--- BEGIN DOCUMENT ---

Thursday, March 18, 2010

Memo to Governor Rick Perry: Please Fulfill Your Promise to Lead the Texas Secession From the Union

Considering the recent rewriting of U.S. history in textbooks by right wing Christian and states’ rights fanatics on the Texas Board of Re-Education to, among other things, place Jefferson Davis on a par with Abraham Lincoln; delete Thomas Jefferson from a list of great Enlightenment thinkers; promote the falsehood that there is no wall of separation between church and state and that the Founders were not Deists but, instead, viewed America as a “Christian” nation, thus rendering our social studies curriculum into an ideological, Christian Right, Southern-centric political manifesto; and

Considering your clear, multiple and consistent statements favoring secession of Texas from the Union, that (a) “if Washington continues to thumb their nose at the American people, you know, who knows what might come out of that. But Texas is a very unique place, and we're a pretty independent lot to boot,” and (b) Texas has a right to secede based on the false historical premise that “when Texas entered the union in 1845 it was with the understanding it could pull out.”
Sidebar:

(Not true, according to the Texas State Library and Archives Commission: Texas negotiated the power to divide into four additional states at some point if it wanted to but not the right to secede. Ah, but who’s fact-checking.)

--- END DOCUMENT ---

TASK INSTRUCTIONS
- 1) According to the memo to Governor Rick Perry, what power did Texas negotiate when it entered the union, as reported by the Texas State Library and Archives Commission?
- 2) List every person named in the memo to Governor Rick Perry.
- 3) Write the next part of the memo to Governor Rick Perry about Texas secession.
The rows have no connection to the memo.

--- BEGIN DATA LINES ---

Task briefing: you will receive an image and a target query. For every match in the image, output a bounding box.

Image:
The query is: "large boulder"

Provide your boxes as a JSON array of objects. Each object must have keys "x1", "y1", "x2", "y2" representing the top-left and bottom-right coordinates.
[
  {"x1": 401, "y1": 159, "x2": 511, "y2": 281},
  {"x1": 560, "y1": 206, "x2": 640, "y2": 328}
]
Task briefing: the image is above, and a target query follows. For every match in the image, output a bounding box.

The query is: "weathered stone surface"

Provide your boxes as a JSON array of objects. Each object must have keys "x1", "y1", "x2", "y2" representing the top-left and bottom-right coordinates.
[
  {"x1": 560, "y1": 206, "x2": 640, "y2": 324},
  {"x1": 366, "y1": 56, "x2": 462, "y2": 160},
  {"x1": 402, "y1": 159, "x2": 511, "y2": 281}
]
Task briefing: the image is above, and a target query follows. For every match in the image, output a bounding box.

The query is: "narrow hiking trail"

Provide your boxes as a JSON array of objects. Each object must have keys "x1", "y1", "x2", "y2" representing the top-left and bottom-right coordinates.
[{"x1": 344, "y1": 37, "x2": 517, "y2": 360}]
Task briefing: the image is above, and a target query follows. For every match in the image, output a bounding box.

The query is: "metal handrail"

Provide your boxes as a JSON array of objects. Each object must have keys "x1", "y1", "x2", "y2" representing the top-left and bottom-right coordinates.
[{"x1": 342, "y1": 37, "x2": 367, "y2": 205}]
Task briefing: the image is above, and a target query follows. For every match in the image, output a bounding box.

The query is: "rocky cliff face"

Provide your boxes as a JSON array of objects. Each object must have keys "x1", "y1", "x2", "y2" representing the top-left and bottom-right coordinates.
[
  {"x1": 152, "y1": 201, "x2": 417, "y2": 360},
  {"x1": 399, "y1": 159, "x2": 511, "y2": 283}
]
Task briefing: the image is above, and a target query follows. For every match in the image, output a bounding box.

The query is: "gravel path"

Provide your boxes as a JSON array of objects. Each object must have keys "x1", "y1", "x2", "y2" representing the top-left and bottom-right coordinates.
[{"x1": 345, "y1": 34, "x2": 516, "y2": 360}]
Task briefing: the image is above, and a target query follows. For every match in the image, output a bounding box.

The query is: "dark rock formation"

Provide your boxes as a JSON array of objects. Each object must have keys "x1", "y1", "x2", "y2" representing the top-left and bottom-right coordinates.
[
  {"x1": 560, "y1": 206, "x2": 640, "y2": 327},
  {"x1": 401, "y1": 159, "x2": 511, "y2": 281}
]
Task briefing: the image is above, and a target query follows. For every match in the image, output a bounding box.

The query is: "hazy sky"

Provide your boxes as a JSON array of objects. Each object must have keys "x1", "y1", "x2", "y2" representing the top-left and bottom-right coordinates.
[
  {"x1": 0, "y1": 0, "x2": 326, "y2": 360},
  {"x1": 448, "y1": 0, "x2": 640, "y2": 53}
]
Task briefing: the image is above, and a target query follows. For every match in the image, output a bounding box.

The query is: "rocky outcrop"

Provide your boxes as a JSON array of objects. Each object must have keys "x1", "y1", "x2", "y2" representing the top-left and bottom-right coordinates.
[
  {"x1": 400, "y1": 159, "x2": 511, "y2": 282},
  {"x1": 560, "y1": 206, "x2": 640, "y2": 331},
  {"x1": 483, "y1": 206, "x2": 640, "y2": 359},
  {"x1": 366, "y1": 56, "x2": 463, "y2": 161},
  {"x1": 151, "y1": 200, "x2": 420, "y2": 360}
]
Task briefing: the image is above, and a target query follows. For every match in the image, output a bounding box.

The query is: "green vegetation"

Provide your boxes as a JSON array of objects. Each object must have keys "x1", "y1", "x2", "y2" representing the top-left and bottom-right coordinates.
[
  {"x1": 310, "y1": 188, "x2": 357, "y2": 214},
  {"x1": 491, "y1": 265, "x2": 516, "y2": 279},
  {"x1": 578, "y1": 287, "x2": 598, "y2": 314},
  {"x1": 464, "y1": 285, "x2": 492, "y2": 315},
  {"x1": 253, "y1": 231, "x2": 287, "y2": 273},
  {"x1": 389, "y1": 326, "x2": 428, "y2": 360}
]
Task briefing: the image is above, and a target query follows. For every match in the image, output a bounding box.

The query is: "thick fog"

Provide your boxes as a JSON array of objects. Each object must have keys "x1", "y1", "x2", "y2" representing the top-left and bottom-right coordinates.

--- END DATA LINES ---

EXPECTED RESULTS
- 1) The power to divide into four additional states at some point if it wanted to.

- 2) Rick Perry, Jefferson Davis, Abraham Lincoln, Thomas Jefferson

- 3)
We, the people of the Blue states and rational Red states, who oppose your schemes to politicize our children’s education, and will use every available legal means necessary to prevent this Texas poison from spreading beyond your borders, including court challenges and concerted multi-state campaigns to get our states off the Texas list,

Strongly urge you to cease-and-desist your second civil war against America, and fulfill your campaign pledge to Texan secessionists, i.e., making it your first priority to lead the movement for Texas to secede from the Union. And should your secessionist aims be thwarted by the courts or Obama’s evil socialists, ramming stimulus funds and healthcare reform down your liberty-loving, tyranny-hating, beer-guzzling throats,

You will have the solace of knowing there are unreconstructed Confederate allies in a far-off tropical land who are prepared to receive you with open arms, should you (happily, for us) decide to follow GOP Party Boss Rush Limbaugh’s advice, and leave the country forthwith. Rush will be in Costa Rica, the new playground for pedophiles, and a country with universal healthcare, but you; You will be heading further South, to that great collossus of South America.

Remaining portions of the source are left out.